→ EXERCISE GOAL:
Rewrite every line of the records below in full and add 116 to each bounding-box coordinate in the outputs.

Stored data entries:
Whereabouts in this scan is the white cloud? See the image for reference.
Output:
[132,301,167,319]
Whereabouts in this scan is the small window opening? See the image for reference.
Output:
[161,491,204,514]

→ WRITTEN RESPONSE:
Whereabouts in this scan is the white cloud? See the image for reference.
Output:
[248,417,283,435]
Whereabouts in this scan is the small window opening? See the image for reference.
Output:
[277,607,320,630]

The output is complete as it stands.